:: Your instructions ::
Copy out the rows from the line with "Spot the high-rise" to the line with "[[316, 231]]", both included, character for character.

:: Information shown ::
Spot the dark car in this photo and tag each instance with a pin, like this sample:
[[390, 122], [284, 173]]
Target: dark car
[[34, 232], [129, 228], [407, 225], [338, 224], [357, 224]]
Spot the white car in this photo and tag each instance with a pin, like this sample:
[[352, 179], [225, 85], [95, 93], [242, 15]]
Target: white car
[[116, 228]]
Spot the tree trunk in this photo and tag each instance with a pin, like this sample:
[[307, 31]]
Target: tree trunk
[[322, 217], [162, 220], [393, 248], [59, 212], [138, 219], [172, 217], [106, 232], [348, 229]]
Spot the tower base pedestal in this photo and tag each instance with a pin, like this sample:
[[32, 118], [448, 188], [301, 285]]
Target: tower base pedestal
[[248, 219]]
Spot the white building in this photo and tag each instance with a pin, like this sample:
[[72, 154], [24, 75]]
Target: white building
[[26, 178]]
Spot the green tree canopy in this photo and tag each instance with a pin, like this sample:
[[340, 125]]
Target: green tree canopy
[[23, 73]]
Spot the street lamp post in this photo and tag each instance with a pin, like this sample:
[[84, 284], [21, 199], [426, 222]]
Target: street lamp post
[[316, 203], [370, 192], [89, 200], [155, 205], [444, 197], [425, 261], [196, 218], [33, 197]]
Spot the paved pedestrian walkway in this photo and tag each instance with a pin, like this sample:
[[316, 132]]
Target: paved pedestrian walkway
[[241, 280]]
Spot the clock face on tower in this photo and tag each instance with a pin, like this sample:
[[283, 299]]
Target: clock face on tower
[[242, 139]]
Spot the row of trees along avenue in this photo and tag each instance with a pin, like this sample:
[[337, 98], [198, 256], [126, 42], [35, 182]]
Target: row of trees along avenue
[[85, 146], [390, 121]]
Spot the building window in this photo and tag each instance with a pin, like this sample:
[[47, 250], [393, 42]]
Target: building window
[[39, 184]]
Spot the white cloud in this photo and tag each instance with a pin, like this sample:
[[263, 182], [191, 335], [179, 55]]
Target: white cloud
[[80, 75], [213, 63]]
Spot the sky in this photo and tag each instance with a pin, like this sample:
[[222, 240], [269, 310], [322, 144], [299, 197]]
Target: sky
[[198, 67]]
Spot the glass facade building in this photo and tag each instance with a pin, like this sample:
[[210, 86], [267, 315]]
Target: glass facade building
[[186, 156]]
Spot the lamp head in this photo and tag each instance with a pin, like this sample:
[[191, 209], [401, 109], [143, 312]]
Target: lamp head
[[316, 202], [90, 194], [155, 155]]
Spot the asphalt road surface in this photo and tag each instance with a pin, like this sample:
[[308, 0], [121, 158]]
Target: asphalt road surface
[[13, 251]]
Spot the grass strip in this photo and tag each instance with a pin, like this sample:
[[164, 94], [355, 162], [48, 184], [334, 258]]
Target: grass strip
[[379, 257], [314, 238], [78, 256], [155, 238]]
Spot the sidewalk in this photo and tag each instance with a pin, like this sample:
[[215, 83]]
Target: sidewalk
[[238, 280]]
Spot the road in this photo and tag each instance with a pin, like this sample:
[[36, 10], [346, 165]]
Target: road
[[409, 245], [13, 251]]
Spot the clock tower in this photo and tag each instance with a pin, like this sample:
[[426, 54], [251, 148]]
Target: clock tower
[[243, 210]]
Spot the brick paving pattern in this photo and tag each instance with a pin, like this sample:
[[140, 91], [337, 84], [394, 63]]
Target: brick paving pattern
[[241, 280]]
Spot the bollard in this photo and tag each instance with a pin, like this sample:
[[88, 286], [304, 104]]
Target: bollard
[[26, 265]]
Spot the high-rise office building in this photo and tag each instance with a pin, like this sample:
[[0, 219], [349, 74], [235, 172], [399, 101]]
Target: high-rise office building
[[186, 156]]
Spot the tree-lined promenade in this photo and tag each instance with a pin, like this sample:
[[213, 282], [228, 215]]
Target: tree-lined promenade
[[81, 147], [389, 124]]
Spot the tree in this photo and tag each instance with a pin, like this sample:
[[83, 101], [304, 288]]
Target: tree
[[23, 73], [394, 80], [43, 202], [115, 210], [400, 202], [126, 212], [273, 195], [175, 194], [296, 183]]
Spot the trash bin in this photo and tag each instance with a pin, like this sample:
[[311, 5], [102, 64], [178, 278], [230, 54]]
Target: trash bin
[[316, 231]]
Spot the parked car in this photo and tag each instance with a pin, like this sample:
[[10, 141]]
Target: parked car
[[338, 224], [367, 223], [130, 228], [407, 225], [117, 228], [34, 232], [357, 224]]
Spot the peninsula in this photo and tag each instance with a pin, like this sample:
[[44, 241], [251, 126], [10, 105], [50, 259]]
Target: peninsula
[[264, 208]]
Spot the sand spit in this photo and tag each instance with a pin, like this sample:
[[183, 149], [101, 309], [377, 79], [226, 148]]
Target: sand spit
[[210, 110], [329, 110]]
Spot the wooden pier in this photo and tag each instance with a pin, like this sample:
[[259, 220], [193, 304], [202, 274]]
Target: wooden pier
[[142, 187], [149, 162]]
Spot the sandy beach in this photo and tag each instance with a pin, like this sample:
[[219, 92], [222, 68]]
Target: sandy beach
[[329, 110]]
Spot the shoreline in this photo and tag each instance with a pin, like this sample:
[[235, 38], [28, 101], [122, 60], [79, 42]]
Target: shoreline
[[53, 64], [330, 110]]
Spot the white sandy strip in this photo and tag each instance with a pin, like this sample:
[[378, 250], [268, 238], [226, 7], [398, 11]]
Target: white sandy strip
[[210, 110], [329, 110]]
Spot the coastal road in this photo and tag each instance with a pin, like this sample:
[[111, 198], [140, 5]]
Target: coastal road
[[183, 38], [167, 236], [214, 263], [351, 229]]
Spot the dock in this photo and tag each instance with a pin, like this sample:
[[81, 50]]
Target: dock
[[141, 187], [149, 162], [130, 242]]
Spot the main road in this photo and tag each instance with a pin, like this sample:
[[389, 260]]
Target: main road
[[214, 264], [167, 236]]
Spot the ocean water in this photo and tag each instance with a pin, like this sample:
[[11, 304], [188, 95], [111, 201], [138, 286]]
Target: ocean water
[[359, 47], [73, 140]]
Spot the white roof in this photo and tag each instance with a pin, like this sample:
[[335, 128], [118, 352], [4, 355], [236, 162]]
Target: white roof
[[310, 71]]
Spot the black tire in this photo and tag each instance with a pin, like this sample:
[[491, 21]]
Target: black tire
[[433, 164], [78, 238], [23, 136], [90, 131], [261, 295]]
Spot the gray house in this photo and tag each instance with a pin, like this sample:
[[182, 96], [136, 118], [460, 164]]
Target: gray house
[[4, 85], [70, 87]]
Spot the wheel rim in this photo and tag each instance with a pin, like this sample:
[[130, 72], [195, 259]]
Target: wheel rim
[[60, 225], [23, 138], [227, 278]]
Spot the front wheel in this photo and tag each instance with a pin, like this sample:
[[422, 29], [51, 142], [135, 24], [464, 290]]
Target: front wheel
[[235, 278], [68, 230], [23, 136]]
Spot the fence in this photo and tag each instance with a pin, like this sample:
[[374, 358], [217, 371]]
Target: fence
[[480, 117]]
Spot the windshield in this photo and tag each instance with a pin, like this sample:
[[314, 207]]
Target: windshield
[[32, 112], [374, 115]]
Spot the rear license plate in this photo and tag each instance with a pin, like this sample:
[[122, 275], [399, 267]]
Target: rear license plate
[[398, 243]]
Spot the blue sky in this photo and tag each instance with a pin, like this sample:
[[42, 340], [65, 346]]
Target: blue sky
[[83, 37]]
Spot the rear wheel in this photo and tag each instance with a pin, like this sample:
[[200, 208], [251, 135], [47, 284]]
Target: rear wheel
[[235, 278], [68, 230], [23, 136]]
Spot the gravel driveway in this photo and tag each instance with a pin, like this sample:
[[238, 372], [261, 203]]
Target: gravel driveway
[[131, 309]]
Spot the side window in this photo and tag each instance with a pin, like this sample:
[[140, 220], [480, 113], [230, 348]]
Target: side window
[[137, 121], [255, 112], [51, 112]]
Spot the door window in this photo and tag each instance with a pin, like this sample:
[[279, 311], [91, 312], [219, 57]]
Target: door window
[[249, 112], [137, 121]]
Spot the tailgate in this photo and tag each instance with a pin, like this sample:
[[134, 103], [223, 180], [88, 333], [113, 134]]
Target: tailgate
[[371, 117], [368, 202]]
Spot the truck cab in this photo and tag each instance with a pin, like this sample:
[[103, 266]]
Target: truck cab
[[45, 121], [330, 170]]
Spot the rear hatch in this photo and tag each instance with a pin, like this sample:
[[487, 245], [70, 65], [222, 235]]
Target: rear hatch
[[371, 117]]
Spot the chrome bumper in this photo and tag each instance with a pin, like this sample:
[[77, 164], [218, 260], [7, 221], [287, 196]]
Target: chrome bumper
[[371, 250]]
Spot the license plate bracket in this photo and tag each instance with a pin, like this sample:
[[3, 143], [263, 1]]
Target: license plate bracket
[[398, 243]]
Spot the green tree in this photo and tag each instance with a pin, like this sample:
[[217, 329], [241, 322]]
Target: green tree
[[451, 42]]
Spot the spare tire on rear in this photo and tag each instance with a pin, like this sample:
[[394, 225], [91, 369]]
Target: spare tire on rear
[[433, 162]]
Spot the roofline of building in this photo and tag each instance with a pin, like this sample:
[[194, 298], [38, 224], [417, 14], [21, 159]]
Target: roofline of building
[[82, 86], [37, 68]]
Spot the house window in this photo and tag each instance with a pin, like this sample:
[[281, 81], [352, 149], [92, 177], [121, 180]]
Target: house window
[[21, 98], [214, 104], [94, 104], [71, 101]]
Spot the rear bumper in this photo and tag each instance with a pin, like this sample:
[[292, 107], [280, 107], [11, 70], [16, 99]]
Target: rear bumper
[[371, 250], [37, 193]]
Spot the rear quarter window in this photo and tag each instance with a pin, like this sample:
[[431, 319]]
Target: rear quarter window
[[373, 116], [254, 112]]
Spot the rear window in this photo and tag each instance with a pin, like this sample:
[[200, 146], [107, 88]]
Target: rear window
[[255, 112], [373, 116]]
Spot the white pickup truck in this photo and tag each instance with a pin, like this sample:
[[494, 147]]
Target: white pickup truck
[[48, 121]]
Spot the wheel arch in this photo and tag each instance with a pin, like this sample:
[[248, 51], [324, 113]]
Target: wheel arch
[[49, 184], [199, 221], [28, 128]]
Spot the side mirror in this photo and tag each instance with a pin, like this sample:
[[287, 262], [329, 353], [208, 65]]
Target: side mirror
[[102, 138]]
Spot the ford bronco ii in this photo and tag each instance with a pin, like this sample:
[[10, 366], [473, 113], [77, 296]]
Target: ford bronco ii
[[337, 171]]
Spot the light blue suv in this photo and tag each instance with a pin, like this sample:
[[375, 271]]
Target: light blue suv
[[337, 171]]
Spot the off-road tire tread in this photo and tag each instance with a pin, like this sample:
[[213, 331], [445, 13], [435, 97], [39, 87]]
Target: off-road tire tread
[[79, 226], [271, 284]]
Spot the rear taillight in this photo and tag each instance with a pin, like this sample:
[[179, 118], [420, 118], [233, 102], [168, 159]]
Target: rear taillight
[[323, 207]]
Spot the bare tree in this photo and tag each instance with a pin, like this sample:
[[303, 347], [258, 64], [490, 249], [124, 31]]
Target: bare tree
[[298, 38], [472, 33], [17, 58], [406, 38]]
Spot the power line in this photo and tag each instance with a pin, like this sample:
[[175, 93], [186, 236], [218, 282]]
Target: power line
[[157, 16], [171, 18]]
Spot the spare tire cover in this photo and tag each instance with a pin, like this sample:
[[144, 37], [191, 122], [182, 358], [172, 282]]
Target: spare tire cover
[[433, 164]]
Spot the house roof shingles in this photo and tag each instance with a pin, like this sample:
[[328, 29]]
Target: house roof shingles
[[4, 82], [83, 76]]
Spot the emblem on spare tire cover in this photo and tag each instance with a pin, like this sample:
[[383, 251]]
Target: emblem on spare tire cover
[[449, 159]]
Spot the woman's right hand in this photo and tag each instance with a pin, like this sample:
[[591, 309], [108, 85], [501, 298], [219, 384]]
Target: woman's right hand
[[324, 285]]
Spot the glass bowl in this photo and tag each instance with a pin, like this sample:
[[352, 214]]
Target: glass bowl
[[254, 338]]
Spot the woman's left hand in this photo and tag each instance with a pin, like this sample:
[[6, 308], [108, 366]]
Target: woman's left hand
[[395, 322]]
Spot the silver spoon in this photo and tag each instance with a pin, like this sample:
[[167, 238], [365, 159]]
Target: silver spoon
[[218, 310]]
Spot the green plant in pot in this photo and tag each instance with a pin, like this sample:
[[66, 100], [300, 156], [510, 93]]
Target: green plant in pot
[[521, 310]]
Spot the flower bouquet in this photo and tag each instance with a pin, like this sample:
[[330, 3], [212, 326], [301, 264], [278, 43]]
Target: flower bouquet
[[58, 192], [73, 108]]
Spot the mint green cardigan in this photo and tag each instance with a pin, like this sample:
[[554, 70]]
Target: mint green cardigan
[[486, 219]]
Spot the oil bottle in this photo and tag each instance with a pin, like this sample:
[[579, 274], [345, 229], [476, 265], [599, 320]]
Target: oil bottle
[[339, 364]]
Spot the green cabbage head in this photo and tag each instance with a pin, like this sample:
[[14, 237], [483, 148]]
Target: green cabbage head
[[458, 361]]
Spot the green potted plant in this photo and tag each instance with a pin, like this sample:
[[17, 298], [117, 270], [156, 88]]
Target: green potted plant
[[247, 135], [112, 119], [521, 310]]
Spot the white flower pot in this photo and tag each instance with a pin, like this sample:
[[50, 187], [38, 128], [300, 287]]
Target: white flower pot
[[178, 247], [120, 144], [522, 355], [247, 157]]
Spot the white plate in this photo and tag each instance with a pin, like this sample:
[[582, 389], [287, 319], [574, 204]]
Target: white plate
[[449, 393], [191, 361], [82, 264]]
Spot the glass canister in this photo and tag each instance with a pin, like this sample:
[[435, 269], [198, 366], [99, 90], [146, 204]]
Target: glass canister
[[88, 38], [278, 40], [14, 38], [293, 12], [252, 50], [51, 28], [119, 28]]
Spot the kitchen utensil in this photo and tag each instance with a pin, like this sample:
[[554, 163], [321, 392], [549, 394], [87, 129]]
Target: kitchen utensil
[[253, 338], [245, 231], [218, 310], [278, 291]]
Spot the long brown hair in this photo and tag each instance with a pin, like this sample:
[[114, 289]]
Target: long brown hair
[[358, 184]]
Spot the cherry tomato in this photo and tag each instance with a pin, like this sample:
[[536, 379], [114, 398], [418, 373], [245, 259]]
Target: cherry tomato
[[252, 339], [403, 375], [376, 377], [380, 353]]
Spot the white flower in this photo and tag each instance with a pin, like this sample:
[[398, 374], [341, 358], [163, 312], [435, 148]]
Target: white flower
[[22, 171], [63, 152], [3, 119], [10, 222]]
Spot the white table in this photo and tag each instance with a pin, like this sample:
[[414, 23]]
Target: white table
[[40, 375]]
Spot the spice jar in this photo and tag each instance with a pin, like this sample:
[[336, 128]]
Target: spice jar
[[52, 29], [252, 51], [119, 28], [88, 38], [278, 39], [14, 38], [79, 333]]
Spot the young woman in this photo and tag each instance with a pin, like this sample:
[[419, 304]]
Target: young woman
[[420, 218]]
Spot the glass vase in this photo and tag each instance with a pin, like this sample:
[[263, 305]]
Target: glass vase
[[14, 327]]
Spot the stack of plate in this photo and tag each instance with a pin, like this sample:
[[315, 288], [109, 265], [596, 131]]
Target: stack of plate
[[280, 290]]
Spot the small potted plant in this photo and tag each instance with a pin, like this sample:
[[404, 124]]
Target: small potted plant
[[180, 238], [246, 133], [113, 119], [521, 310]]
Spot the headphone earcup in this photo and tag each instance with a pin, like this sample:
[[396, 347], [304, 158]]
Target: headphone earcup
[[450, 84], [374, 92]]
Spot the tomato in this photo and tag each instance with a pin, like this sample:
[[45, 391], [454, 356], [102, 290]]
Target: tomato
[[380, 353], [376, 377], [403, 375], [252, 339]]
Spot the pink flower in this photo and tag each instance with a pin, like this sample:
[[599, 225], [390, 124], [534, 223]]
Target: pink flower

:: The response ::
Spot the high-rise office building in this photo and tag each instance with a pin, like this sample:
[[0, 219], [349, 74], [235, 172], [399, 101]]
Target: high-rise office building
[[186, 156]]
Spot the tree-lined promenade in this photo and tag each instance with a pin, like this sample:
[[213, 282], [228, 215]]
Target: tree-lined promenade
[[81, 147], [389, 124]]
Spot the tree in this photo and tag each instance with a pin, like this sample:
[[83, 101], [304, 288]]
Target: tree
[[23, 73], [394, 80], [43, 202], [115, 210], [400, 202], [126, 212], [273, 195], [175, 194], [296, 183]]
Spot the trash bin in this photo and tag each instance with a pin, like this sample:
[[311, 5], [102, 64], [178, 278], [230, 54]]
Target: trash bin
[[316, 231]]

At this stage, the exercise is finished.